§ **Consignes**
a) Répondez à ces questions sur le texte consacré aux élèves allophones :
(i) Qui peut écrire le prénom de l'enfant dans sa langue d'origine ?
(ii) Où l'enseignant dispose-t-il ensuite les prénoms ?
(iii) En quelle année cette activité peut-elle aussi être réalisée ?
b) Relevez tous les noms qui désignent des personnes dans le texte consacré aux élèves allophones.
c) Recopiez le passage du texte consacré aux élèves allophones qui commence à "Pour les élèves" et se termine à "en 1re année.", en substituant "mur" à "tableau".

§ **Texte de l'exercice**
Pour les élèves allophones qui sont familiers avec une autre écriture, ce type d’activités leur permet de se familiariser avec le sens de la lecture en français et avec les caractères avec lesquels ils ont écrit. Il peut être intéressant, compte tenu des origines diverses des élèves, de profiter des prénoms de la classe, car ils occupent une place affective particulière, pour les exposer aux différentes écritures. Les parents, par exemple, peuvent écrire le prénom de leur enfant dans leur langue d’origine et, par la suite, l’enseignant les disposer au tableau à la vue de tous les élèves. Il leur explique que d’autres signes peuvent servir d’écriture dans d’autres langues. Les élèves peuvent chercher les points de ressemblance et de différence. Cette activité peut aussi être réalisée en 1re année.

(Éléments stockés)
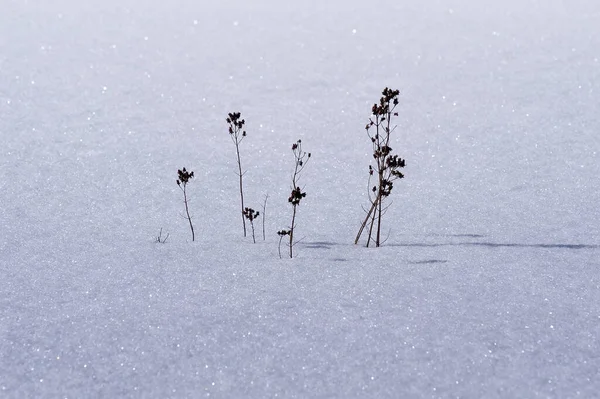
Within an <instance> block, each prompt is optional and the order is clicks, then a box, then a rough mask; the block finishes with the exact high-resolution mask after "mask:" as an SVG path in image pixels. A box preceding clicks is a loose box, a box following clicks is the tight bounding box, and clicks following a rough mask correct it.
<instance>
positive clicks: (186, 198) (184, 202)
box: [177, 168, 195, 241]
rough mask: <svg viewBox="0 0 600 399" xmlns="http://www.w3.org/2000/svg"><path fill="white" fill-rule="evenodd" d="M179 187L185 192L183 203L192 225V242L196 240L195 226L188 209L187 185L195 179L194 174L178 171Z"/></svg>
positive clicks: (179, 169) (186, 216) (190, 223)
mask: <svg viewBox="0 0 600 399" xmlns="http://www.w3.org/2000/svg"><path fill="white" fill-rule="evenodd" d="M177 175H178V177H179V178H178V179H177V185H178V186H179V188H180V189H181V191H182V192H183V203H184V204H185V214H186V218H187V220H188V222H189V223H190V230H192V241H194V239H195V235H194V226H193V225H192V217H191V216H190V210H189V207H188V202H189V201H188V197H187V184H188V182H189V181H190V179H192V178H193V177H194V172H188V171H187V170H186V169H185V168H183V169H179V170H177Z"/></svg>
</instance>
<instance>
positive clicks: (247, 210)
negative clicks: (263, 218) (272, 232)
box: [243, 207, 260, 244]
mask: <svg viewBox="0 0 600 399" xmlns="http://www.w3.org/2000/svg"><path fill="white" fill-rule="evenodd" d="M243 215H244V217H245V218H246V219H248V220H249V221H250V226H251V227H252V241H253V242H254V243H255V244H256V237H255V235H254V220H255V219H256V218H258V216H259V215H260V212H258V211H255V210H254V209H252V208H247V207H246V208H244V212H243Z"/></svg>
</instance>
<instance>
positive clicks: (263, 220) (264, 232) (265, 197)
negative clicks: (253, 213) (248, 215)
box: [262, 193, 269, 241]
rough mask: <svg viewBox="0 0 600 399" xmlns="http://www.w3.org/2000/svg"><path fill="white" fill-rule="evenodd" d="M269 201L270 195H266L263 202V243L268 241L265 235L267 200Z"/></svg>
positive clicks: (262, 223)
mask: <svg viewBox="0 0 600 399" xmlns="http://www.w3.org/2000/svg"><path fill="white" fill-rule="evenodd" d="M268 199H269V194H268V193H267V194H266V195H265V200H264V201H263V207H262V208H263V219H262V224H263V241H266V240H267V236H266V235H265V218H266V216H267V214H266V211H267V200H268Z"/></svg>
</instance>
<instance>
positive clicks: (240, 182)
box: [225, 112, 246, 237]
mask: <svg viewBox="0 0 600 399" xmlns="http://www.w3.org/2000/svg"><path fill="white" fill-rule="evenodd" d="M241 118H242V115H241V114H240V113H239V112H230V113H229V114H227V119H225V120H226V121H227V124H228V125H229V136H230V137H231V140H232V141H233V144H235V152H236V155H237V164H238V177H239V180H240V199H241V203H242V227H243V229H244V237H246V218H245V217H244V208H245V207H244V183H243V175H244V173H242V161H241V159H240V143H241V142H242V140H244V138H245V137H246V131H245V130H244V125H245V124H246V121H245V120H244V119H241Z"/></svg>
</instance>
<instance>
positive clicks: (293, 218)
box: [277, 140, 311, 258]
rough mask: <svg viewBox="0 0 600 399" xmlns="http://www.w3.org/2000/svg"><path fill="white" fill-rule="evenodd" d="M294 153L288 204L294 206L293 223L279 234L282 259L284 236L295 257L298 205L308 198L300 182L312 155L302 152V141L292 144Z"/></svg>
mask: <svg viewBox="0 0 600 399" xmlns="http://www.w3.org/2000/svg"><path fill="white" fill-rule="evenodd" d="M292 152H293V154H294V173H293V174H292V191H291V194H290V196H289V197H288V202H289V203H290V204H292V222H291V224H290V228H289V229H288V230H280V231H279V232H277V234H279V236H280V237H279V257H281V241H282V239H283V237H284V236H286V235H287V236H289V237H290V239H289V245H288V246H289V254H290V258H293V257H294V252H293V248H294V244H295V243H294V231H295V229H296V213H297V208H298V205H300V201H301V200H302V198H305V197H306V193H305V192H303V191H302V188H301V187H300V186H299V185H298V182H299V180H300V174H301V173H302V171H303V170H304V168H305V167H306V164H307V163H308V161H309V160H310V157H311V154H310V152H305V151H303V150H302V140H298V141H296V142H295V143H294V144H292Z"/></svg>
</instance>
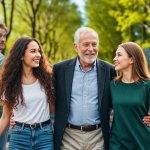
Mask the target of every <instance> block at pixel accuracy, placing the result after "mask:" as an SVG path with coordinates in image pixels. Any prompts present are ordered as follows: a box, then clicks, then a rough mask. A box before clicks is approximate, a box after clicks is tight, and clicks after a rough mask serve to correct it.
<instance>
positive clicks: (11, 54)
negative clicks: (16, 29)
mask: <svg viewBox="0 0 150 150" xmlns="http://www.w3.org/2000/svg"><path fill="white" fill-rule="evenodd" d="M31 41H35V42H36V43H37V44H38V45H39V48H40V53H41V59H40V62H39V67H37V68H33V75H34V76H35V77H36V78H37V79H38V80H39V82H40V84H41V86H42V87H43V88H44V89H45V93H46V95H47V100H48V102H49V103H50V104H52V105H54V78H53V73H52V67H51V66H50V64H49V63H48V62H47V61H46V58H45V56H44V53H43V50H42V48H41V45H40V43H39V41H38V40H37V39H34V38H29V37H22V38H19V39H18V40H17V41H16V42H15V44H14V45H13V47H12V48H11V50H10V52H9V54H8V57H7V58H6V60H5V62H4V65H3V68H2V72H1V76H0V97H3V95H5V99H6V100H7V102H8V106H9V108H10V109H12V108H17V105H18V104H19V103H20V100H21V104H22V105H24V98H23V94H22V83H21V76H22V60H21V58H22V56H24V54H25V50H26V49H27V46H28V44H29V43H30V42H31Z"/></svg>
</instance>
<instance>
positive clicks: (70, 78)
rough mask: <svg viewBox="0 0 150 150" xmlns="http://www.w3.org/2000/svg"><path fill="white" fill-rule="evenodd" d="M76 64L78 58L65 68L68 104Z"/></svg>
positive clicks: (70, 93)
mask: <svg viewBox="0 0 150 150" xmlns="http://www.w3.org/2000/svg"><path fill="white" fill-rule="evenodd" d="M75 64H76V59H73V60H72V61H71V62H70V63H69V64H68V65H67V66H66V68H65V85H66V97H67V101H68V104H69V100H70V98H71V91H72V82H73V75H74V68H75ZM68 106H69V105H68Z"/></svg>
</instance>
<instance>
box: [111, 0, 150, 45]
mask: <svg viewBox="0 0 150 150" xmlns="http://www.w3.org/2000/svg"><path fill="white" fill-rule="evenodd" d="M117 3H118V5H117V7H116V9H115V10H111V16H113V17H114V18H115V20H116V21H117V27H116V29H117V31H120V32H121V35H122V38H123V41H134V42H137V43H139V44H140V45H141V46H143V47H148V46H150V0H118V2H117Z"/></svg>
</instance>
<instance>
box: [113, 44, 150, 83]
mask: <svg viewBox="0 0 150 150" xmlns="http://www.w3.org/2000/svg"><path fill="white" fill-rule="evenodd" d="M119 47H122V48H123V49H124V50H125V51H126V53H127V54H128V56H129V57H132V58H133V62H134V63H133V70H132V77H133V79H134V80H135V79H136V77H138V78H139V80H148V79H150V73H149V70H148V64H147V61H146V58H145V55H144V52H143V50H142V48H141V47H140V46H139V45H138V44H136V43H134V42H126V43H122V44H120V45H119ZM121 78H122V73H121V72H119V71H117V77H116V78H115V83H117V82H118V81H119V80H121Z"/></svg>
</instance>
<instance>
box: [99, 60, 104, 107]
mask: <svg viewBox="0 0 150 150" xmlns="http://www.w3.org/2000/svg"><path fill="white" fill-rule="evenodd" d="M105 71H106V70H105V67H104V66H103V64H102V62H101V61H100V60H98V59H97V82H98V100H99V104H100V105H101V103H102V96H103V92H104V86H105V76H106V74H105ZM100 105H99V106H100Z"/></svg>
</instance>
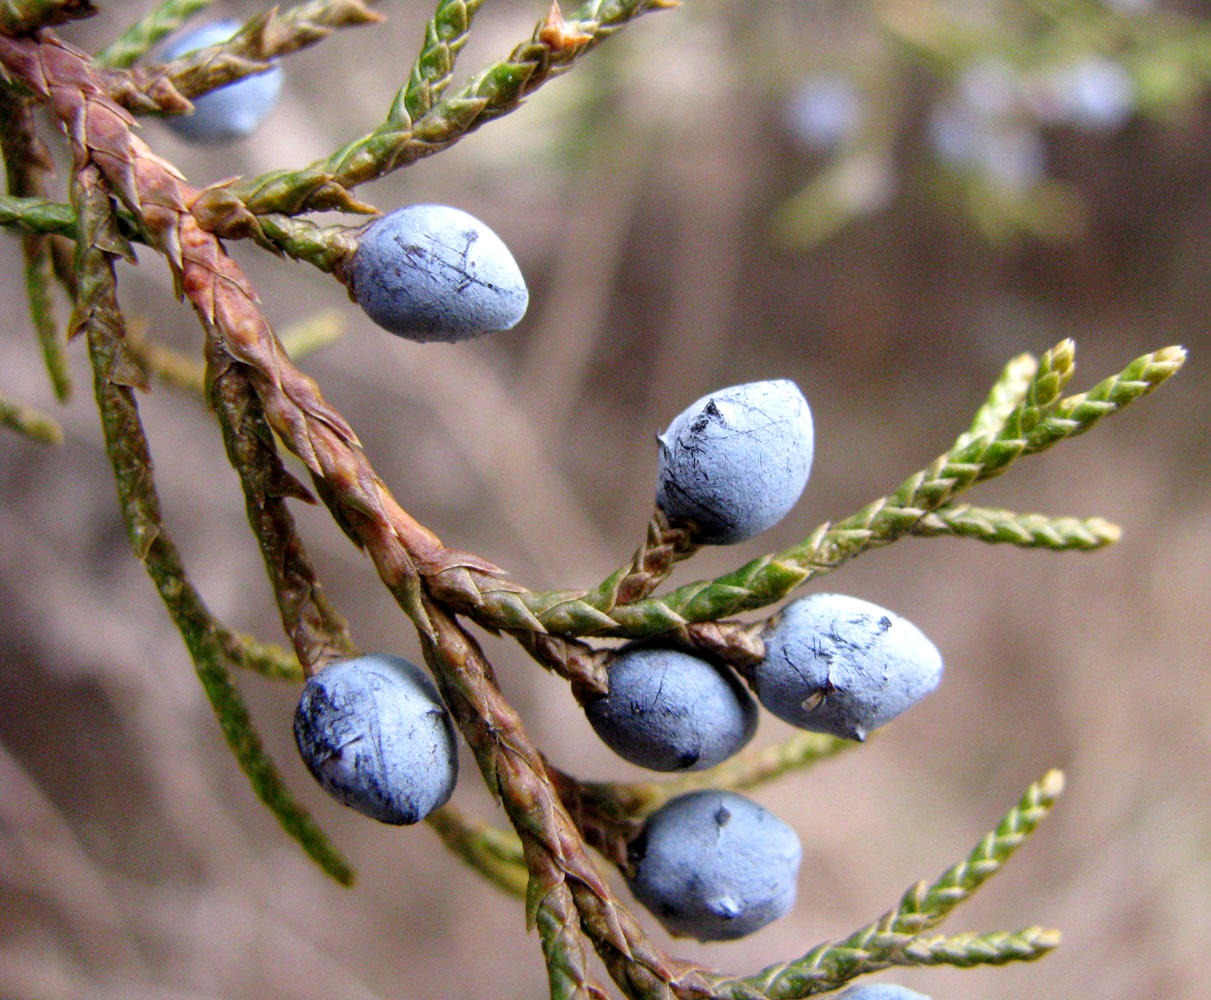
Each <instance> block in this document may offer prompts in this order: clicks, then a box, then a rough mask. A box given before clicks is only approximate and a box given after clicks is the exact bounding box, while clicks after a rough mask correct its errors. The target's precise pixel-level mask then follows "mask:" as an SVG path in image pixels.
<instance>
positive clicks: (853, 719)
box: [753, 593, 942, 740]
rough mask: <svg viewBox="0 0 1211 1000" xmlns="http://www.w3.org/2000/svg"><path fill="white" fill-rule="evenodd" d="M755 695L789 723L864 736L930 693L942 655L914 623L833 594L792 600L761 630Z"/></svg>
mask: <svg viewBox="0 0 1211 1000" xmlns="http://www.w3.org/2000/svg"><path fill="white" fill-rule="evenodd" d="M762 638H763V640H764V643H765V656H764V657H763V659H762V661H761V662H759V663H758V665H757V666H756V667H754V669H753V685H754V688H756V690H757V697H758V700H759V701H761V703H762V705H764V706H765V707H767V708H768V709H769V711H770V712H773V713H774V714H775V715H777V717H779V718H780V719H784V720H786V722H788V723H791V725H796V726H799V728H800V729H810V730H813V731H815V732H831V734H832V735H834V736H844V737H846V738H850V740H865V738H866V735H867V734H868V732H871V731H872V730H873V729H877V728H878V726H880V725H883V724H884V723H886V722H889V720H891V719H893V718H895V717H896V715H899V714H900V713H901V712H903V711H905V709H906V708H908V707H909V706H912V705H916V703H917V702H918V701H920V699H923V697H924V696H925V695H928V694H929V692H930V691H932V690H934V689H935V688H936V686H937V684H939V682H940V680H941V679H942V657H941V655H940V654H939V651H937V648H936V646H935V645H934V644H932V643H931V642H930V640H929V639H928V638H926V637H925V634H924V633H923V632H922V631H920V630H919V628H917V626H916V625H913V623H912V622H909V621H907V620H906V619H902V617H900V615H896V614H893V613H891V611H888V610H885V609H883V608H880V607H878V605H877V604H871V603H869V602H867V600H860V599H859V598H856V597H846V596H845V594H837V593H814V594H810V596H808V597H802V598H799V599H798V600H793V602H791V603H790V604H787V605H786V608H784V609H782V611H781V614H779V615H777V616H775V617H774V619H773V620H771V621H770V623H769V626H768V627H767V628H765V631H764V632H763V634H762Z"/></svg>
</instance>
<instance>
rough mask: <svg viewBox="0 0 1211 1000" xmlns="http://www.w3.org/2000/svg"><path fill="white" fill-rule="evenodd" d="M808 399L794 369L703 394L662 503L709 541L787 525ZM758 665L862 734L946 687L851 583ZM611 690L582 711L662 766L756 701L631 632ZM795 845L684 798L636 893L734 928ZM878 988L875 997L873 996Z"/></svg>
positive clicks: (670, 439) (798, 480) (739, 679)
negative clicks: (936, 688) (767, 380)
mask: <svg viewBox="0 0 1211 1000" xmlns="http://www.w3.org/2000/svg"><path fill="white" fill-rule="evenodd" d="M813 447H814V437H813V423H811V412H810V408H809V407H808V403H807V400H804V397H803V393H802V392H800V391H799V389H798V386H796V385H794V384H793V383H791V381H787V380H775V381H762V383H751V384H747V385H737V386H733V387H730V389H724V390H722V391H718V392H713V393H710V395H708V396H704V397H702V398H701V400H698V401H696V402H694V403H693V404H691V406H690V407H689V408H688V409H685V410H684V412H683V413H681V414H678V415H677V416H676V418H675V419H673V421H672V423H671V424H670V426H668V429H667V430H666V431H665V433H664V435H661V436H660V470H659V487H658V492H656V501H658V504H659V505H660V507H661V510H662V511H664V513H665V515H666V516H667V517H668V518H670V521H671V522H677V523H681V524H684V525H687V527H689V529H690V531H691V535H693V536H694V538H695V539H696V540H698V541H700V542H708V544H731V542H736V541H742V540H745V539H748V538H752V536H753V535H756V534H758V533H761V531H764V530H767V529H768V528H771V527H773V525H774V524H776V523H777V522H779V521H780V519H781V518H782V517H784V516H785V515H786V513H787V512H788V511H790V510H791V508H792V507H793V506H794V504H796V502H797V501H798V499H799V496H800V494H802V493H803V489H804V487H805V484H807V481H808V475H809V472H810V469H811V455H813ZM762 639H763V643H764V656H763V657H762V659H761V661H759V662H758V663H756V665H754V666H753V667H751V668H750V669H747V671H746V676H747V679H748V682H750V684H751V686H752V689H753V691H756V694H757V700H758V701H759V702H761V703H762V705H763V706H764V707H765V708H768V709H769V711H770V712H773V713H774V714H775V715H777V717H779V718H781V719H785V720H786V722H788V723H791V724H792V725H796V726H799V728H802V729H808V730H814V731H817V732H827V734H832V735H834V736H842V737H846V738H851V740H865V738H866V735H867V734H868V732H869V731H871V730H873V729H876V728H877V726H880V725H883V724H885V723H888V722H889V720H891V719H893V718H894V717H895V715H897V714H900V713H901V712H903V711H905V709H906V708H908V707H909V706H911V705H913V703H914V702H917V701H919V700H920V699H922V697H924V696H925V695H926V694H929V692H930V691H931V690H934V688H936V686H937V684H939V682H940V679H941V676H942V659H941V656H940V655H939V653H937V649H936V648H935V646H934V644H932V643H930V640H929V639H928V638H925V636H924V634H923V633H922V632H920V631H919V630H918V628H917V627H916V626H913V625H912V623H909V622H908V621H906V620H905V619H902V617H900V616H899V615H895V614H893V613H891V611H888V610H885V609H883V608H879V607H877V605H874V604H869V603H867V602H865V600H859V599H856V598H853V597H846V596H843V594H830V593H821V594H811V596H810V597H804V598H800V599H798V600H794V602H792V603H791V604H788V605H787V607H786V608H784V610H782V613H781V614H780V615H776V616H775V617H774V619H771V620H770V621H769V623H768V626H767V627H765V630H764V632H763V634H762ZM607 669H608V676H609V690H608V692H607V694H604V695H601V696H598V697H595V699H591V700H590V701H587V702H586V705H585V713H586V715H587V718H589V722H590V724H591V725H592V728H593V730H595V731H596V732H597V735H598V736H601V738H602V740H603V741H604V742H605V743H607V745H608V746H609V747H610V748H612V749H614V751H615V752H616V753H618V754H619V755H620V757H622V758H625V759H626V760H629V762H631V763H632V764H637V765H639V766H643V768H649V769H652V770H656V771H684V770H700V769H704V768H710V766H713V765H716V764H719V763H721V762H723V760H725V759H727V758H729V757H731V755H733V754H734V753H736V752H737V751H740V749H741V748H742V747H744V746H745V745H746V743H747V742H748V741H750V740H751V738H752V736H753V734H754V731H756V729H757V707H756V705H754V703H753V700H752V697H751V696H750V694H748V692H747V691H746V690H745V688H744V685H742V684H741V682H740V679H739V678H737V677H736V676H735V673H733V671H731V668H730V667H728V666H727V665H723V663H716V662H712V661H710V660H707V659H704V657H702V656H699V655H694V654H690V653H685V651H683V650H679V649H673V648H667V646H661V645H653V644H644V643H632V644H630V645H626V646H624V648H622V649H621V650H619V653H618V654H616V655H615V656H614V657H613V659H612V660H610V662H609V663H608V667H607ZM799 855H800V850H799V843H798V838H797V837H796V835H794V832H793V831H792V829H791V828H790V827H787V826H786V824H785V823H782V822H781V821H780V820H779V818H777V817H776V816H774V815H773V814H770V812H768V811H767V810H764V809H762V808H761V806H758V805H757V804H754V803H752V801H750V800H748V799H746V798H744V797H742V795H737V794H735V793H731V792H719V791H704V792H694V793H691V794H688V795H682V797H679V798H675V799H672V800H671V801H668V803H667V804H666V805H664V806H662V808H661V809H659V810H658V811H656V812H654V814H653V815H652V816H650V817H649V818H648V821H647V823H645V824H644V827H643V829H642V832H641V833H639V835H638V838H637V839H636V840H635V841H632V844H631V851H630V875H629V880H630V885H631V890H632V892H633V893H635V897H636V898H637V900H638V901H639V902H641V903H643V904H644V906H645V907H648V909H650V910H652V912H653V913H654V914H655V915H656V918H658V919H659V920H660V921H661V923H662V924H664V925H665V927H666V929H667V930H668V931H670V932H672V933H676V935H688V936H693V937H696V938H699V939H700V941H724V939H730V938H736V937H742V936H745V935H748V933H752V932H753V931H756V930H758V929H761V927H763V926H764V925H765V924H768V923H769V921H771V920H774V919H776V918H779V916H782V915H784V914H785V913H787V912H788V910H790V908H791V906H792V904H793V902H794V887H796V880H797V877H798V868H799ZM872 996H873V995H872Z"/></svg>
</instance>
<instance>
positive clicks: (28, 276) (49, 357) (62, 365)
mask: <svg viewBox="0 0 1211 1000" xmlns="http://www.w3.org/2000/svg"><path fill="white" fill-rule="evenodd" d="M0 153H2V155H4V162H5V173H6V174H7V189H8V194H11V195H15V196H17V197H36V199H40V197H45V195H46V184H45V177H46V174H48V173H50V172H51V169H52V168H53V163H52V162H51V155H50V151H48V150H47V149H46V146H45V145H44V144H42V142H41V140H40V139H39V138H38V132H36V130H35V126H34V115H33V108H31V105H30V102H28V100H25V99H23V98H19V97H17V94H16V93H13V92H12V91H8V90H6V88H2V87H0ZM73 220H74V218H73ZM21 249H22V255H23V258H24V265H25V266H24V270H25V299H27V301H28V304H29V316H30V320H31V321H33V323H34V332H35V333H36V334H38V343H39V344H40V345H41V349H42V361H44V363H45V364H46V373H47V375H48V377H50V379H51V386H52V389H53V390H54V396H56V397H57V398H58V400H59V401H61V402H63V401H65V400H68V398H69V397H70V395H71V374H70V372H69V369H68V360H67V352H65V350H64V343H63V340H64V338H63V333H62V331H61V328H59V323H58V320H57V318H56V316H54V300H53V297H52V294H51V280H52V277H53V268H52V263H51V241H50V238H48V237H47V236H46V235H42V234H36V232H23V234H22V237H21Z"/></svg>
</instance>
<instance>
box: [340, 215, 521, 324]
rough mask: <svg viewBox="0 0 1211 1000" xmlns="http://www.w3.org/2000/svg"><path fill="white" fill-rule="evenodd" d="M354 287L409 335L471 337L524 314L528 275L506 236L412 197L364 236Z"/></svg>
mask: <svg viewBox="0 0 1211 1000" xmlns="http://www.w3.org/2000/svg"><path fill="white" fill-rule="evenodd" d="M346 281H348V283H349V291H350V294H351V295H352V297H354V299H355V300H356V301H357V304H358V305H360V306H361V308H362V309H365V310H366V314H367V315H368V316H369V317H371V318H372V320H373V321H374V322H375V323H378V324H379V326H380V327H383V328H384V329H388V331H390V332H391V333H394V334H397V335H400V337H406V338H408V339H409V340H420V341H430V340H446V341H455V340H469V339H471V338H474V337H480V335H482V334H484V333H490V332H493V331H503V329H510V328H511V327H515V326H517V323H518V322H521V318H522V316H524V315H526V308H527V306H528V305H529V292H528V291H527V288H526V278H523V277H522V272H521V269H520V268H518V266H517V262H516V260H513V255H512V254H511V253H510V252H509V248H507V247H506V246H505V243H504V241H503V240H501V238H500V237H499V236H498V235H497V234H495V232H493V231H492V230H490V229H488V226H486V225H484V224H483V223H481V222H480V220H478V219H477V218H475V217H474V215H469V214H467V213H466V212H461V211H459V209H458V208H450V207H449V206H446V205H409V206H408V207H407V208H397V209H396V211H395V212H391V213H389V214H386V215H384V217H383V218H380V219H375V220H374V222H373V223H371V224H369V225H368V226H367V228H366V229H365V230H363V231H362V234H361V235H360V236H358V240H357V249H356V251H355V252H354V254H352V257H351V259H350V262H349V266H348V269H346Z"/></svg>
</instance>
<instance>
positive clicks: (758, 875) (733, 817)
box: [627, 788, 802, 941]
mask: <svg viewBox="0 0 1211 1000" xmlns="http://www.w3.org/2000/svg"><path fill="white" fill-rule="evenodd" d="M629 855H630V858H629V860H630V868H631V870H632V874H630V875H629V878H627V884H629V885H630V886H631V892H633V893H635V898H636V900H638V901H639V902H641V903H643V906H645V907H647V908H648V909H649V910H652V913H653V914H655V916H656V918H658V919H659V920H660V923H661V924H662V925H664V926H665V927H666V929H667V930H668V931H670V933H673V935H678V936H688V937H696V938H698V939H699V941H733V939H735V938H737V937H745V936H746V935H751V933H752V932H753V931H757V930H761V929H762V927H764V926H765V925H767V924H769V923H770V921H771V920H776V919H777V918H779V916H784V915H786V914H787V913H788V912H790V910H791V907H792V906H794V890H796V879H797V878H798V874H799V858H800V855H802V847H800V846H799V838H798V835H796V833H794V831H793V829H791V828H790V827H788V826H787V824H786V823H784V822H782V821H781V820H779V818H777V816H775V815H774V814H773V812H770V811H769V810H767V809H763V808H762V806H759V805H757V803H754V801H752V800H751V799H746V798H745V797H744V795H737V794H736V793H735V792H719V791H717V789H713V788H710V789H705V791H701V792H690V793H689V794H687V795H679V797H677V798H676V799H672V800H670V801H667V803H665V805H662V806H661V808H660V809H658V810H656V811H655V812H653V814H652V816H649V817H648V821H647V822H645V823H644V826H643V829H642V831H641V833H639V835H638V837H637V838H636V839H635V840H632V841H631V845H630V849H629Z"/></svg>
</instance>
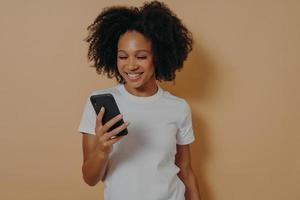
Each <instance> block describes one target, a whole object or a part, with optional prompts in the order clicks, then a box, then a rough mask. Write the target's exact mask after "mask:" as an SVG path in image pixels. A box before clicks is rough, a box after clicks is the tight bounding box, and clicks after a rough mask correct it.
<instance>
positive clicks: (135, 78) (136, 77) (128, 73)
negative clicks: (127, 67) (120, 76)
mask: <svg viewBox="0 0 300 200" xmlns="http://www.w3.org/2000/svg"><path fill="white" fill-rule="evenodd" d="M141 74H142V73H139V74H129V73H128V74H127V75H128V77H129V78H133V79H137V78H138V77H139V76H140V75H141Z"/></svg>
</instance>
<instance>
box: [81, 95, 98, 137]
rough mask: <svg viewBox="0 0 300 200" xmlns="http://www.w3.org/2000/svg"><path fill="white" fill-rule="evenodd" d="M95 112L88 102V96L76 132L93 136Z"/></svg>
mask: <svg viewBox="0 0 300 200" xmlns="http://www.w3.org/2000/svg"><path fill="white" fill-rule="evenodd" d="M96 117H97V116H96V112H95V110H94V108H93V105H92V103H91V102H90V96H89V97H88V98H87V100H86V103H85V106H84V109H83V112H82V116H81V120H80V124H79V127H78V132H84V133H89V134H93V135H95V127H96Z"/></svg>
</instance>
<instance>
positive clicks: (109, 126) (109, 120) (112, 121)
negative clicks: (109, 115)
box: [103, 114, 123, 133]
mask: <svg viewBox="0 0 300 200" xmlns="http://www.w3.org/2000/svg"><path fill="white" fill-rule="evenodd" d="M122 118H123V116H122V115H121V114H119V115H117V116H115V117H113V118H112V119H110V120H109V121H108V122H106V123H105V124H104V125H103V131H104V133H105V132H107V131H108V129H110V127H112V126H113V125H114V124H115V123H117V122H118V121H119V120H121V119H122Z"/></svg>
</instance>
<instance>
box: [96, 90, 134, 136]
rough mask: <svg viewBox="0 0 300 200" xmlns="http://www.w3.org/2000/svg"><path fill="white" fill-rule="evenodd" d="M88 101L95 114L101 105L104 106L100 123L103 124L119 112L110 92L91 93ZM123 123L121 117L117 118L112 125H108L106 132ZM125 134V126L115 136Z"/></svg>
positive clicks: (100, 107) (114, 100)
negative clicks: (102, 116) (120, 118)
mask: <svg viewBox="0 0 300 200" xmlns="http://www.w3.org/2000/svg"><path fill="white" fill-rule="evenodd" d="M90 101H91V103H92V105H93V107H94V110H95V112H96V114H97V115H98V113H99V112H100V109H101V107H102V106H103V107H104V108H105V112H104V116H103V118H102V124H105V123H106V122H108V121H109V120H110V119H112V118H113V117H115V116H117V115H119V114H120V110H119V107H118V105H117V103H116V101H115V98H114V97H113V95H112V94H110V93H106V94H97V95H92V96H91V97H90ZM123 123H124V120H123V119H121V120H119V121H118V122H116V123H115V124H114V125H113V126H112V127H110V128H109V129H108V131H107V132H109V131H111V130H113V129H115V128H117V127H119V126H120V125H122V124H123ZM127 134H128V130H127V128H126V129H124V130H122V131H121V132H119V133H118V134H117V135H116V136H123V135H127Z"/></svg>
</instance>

§ **Corrigé**
a)
(i) Les parents.
(ii) Au tableau, à la vue de tous les élèves.
(iii) En 1re année.

b) les élèves, les parents, l'enfant, l'enseignant

c)
Pour les élèves allophones qui sont familiers avec une autre écriture, ce type d’activités leur permet de se familiariser avec le sens de la lecture en français et avec les caractères avec lesquels ils ont écrit. Il peut être intéressant, compte tenu des origines diverses des élèves, de profiter des prénoms de la classe, car ils occupent une place affective particulière, pour les exposer aux différentes écritures. Les parents, par exemple, peuvent écrire le prénom de leur enfant dans leur langue d’origine et, par la suite, l’enseignant les disposer au mur à la vue de tous les élèves. Il leur explique que d’autres signes peuvent servir d’écriture dans d’autres langues. Les élèves peuvent chercher les points de ressemblance et de différence. Cette activité peut aussi être réalisée en 1re année.